5 Steps for More Dependable Hard Drives
Media production is synonymous with data-creation; so to say that we’re completely dependent on our hard drive resources would be an under-statement. This is why we all adhere to systematic data backup routines.
Some creative pros hesitate to wade into the acronym-rich, apparently esoteric world of hard drive diagnostics. Still others approach the topic too eager to apply outdated lessons or irrelevant myths.
While there is no foolproof approach to preventing or predicting hard disk drive failure, this article will introduce five steps that media production pros can take toward stable, dependable hard drive resources.
Step 1: ‘Burn In’ New Hard Drives.
It’s probably no secret to many readers that so-called ‘infant mortality’ is an all-too-common occurrence with hard drives. This experience is verified in Google’s illuminating study Failure Trends in a Large Disk Drive Population.
Specifically, the Google study found that if a typical hard drive is going to fail related to high or low utilization, it was most likely to happen in the first three months of the drive’s useful life.
‘Burning in’ a new hard drive provides a stress test (whether highly systematic or less formal) in which the drives that are doomed to fail early in life can either do so before they’re in use, or give strong indications that they will in the near future.
There are really two ways to approach burn-in:
- Use a disk utility or specialized burn-in utility to run a proprietary heavy-load test on your new drive(s) before integrating them into your system. These utilities will either cause a doomed drive to fail, or provide diagnostic feedback that will predict early failure.
- Devise an informal use-specific test of your own. For example, fill a disk to about 60% capacity, then create a high track count, edit-dense DAW session with a long duration. Leave it in loop playback for 12 or more hours. The disk will catalog some important diagnostic information that can help predict early failure (see Step 2).
Step 2: Be Smart About Using S.M.A.R.T. Attributes.
Contemporary hard drives are almost always equipped with the standardized internal diagnostic system called SMART (Self-Monitoring Analysis and Reporting Technology).
There are a number of SMART utilities on the market today that give us access to this abundant data. Knowing which parameters or “attributes” to focus on can make SMART a helpful tool.
Another important finding in Google’s unrivaled study is that there are particular SMART attributes that more closely correlate with drive failure than others. Specifically:
- Scan Errors are errors that can result from physical defects on the surface of a hard disk. Google’s study showed that drives with one or more scan errors during burn-in were 39 times more likely to fail in the first 60 days of use.

### TASKS
a. In the hard drive article, restate the paragraph that begins "‘Burning in’ a new hard drive" in a single shorter sentence that keeps its main facts.
b. Pick up the hard drive article after its last sentence and continue it.

### INFORMATION PROVIDED
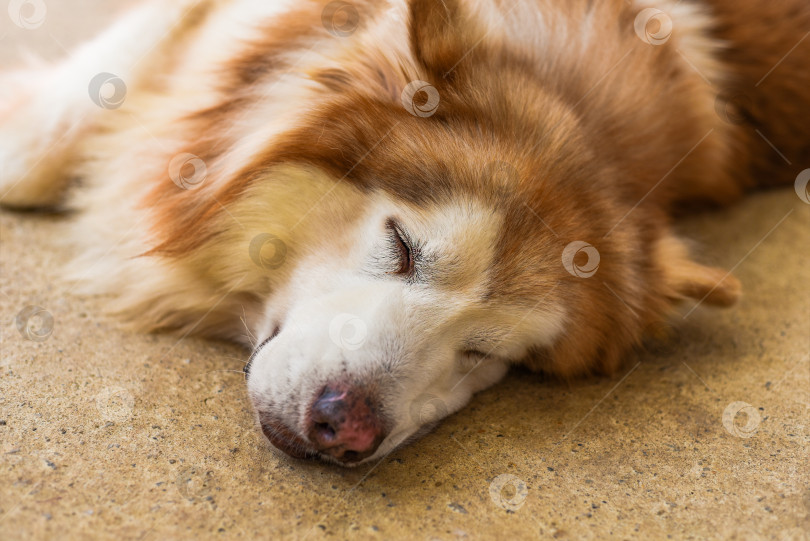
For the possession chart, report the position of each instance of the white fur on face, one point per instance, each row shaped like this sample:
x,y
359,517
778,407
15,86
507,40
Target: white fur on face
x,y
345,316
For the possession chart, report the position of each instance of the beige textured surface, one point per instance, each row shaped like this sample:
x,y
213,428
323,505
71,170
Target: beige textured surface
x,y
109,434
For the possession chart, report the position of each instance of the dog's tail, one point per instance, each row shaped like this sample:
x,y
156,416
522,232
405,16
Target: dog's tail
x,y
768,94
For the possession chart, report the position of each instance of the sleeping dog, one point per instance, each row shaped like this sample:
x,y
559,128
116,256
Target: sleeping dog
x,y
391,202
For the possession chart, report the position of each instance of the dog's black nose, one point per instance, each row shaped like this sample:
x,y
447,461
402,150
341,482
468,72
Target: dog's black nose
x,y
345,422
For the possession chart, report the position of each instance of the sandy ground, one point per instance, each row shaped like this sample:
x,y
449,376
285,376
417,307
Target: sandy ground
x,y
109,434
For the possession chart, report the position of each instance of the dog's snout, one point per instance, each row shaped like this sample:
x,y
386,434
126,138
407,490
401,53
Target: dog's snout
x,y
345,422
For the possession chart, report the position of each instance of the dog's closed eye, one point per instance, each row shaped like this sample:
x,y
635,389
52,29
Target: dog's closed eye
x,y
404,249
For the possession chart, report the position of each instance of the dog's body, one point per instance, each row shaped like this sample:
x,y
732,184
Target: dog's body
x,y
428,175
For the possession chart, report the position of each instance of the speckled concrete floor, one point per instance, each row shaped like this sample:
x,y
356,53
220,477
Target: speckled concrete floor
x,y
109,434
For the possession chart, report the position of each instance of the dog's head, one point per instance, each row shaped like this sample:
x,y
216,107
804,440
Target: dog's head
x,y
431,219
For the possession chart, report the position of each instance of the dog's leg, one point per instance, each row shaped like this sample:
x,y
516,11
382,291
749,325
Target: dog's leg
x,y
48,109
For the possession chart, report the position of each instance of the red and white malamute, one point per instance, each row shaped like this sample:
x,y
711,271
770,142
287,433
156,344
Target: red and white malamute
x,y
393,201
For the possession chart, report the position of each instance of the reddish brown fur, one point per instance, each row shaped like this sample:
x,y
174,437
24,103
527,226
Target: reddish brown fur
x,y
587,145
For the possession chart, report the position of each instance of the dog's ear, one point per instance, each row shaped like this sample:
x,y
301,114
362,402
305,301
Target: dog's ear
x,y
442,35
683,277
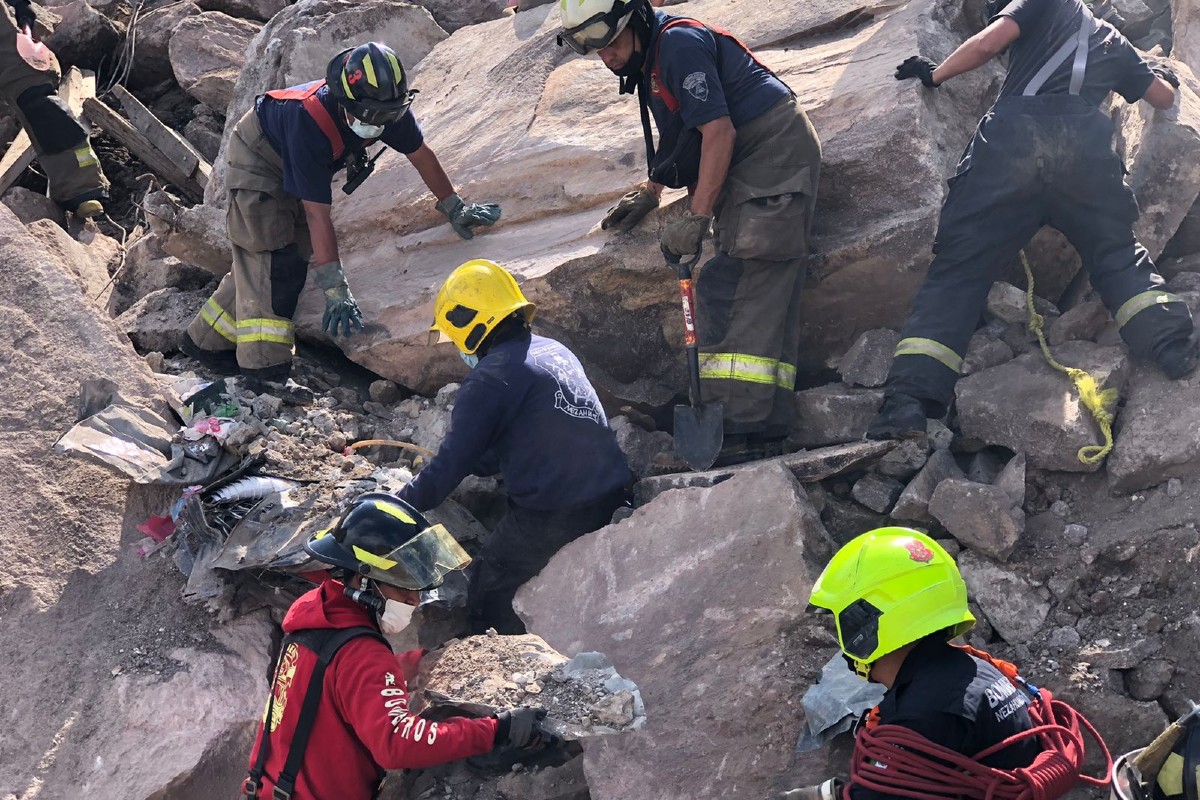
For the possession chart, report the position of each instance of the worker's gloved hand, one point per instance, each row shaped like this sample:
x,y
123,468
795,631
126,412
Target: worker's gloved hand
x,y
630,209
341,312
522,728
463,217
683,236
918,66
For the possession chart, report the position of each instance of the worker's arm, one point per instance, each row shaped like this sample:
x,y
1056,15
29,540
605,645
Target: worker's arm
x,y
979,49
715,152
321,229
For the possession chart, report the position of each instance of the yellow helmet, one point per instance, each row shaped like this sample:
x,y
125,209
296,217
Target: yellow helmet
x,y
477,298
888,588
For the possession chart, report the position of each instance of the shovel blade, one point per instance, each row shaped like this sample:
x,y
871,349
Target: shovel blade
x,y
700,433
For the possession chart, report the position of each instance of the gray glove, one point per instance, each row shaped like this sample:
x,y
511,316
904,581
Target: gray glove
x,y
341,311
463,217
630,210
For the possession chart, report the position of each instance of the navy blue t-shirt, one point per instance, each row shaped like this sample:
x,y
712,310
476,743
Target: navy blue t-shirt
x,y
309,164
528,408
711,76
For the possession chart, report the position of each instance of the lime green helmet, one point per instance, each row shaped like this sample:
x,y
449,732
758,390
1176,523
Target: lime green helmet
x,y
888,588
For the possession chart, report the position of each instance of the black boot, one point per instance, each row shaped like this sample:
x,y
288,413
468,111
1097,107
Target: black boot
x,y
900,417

...

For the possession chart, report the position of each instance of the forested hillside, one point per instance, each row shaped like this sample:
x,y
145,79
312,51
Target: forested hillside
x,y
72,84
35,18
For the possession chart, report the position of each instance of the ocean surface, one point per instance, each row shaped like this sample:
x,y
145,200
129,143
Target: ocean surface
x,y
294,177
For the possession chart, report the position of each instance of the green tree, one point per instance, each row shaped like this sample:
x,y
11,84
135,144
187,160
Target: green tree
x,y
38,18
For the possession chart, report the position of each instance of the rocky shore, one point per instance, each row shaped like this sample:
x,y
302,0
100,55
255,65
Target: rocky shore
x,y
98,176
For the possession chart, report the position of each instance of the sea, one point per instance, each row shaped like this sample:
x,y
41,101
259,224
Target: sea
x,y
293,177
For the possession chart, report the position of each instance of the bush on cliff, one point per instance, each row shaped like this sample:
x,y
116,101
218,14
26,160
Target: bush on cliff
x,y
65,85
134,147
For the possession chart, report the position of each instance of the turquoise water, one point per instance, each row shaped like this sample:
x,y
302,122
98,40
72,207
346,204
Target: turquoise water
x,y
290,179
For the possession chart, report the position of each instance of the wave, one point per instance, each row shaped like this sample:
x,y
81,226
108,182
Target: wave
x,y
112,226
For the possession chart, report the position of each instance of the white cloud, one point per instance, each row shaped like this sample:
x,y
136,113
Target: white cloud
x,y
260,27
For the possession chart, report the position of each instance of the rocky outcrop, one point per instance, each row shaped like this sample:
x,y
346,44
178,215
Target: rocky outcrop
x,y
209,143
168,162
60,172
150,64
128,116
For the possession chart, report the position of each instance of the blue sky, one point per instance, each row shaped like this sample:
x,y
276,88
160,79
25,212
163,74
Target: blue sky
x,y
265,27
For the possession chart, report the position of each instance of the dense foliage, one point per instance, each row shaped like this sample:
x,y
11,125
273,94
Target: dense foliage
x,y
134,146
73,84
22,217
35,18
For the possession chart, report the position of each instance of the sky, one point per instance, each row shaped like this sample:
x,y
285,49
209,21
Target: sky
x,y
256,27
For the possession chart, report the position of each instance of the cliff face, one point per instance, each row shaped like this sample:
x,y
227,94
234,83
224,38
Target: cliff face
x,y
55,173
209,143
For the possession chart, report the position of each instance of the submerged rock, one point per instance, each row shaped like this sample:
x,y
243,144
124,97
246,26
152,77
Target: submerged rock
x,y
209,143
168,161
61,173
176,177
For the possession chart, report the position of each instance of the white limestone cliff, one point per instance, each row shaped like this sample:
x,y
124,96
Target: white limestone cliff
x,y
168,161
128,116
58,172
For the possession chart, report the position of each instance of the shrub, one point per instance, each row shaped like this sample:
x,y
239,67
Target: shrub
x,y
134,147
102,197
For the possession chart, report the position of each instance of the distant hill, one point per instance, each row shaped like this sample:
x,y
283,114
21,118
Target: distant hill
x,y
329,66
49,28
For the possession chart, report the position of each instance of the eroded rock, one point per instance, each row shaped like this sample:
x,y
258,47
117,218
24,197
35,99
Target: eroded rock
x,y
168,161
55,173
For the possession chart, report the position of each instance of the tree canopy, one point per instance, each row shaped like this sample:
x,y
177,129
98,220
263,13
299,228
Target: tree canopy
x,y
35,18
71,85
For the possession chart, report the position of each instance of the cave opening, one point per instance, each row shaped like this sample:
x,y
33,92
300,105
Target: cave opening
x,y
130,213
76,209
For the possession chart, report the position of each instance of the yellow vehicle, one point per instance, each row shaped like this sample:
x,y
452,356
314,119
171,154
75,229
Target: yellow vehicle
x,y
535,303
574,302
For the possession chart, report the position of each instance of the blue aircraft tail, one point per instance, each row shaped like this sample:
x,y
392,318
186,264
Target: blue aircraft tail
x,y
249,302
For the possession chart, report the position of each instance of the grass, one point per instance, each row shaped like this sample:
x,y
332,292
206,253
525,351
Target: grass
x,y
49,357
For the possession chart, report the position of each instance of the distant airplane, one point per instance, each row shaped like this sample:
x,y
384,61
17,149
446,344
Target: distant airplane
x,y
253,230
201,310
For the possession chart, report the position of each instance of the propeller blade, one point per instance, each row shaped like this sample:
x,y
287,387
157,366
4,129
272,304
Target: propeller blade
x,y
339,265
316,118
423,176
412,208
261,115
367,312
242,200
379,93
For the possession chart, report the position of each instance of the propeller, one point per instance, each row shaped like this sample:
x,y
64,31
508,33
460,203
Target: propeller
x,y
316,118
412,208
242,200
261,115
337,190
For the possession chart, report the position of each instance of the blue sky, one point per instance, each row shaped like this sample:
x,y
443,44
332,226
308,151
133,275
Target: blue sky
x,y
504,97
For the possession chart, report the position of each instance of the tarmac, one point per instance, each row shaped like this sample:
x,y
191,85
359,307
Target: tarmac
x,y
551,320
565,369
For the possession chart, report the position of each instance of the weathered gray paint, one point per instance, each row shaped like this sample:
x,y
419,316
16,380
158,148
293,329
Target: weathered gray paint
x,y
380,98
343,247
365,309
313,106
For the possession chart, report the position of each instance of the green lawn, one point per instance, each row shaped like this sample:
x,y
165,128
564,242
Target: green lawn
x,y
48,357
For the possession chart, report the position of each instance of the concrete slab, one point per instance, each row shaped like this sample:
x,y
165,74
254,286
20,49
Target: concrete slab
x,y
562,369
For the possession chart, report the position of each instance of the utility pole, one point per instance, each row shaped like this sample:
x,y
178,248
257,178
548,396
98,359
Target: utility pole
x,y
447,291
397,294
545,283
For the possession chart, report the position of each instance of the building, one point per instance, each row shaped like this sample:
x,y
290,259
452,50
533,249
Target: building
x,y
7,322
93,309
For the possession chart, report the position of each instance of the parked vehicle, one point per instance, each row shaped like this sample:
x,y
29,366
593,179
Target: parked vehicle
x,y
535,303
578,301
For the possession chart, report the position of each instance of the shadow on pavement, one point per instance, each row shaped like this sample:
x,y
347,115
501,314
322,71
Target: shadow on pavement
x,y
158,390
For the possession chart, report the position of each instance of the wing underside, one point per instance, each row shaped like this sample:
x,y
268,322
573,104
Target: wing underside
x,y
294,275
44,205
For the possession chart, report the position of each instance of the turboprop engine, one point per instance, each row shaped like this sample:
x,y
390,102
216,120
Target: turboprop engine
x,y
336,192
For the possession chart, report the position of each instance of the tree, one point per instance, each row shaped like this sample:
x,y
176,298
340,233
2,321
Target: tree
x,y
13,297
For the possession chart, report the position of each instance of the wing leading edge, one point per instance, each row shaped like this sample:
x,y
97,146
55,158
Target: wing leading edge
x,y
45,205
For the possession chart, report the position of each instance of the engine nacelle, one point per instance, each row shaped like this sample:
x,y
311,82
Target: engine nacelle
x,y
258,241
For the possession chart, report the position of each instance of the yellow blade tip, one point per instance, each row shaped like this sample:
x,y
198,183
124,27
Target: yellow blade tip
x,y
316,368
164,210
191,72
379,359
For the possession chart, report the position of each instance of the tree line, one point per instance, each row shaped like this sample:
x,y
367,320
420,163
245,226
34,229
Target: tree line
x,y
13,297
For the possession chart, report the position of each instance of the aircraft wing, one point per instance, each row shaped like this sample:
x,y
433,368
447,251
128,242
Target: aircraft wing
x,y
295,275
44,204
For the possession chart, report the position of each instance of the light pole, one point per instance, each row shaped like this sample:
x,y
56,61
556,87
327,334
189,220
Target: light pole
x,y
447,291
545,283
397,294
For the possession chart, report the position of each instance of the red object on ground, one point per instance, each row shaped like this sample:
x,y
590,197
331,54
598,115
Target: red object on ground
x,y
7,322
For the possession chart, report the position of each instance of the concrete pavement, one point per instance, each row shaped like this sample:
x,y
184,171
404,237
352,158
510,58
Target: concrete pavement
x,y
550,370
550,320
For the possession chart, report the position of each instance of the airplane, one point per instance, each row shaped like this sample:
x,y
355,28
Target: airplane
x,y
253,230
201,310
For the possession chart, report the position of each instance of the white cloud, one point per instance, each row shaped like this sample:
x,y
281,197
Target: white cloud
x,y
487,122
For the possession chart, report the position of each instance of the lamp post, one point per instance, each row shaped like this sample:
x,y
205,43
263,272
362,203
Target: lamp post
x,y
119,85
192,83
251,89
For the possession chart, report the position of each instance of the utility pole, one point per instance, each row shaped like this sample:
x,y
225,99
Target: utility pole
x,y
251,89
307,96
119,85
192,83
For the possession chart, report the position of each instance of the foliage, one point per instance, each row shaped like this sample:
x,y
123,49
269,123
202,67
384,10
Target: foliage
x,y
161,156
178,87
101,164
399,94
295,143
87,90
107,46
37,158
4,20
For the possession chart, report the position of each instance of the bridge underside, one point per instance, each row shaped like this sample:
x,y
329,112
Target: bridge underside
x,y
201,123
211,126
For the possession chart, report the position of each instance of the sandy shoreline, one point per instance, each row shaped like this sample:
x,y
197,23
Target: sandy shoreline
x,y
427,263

### ANSWERS TO THE EXERCISE
a. Burning in a new hard drive is a stress test, either systematic or informal, that makes drives destined to fail early either fail before they go into use or show strong signs that they soon will.

b.
- Reallocation Count reflects the number of time a drive has remapped a presumably faulty sector to a new location on the disk. In Google’s study, reallocation counts greater than zero meant a drive was 14 times more likely to fail within 60 days.
There are limits to which attributes can tell a useful story. It’s also important to note that the above selected SMART parameters only predicted 44% of failures in Google’s study. Still, these two attributes alone present a significant advantage over working without diagnostics.
Step 3: Defrag Media Drives Every 6 to 12 Months.
Defragmentation is the process of reorganizing data on a disk into the fewest contiguous regions as possible. Low fragmentation can drastically improve drive performance, especially for large disks. Media storage specialists like Studio Network Solutions recommend a regular 6 to 12 month cycle of defragmentation .
There are integrated operating system utilities and third-party utilities that let you defrag your internal and external drives. Be sure to have your data completely backed up before beginning this process.
Step 4: Don’t Get Distracted by Apparent Myths.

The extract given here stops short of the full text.